TASK STATEMENT — Copy the lines below exactly, starting with the first and finishing with the one holding "Task: indicate the window."; do not copy the pictures.

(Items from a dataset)
---*---
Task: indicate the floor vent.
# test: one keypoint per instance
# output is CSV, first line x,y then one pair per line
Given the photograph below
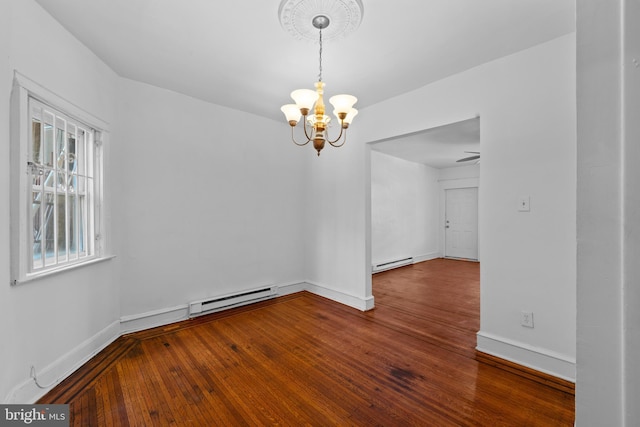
x,y
392,264
198,308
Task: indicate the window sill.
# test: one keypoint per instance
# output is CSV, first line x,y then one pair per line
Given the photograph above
x,y
42,275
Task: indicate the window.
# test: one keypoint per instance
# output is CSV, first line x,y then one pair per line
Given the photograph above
x,y
56,184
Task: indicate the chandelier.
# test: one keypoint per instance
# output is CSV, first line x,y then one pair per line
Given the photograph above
x,y
309,104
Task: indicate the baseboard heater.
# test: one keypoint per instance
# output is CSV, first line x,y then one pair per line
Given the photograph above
x,y
392,264
198,308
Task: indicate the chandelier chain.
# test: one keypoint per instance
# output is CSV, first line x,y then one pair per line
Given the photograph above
x,y
320,59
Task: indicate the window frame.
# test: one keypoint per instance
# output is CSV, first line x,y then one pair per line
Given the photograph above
x,y
22,270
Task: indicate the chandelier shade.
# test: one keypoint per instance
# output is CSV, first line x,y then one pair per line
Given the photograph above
x,y
309,107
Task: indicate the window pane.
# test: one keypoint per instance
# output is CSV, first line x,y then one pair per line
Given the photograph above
x,y
49,229
36,198
60,145
36,127
61,188
48,139
61,227
71,152
72,215
80,152
82,226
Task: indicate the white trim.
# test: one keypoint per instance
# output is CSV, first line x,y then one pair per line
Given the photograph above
x,y
426,257
62,269
27,391
65,365
153,319
20,248
55,100
362,304
540,359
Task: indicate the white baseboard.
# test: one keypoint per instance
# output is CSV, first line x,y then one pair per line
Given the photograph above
x,y
426,257
58,370
52,374
153,319
540,359
362,304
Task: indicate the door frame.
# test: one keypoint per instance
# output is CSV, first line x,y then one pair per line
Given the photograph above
x,y
451,184
445,224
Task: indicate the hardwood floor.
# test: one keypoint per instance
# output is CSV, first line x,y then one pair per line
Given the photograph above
x,y
304,360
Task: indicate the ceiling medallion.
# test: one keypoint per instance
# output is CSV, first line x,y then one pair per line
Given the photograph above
x,y
296,17
319,16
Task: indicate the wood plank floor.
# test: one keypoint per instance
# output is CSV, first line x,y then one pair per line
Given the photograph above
x,y
304,360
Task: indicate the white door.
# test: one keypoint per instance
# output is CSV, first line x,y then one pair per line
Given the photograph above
x,y
461,223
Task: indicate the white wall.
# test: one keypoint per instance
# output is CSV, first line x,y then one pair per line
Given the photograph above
x,y
608,83
6,321
339,206
210,201
526,102
56,322
404,209
449,179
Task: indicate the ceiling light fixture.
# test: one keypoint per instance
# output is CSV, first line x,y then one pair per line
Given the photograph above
x,y
309,103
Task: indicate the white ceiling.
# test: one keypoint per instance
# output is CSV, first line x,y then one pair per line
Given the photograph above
x,y
438,147
236,54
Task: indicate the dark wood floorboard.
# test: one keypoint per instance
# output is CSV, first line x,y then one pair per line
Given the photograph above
x,y
304,360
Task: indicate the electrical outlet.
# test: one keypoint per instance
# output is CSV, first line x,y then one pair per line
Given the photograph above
x,y
526,319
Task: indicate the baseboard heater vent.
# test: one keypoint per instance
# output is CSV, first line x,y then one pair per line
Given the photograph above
x,y
198,308
392,264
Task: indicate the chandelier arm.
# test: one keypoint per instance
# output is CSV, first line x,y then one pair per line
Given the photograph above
x,y
299,144
334,142
304,126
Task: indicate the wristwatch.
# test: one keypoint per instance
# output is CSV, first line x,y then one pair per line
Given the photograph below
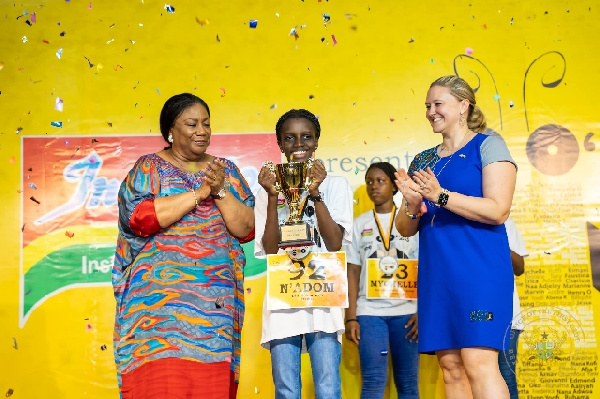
---*---
YOUR RESPONSE —
Task: indicate the floor vent.
# test: one keypoint per instance
# output is CSV, first line x,y then one pair per line
Given the photograph below
x,y
392,264
198,308
Task: indicate the window sill.
# test: one keypoint per instance
# output is CSV, first line x,y then one pair per line
Given the photograph above
x,y
42,275
Task: indicate the window.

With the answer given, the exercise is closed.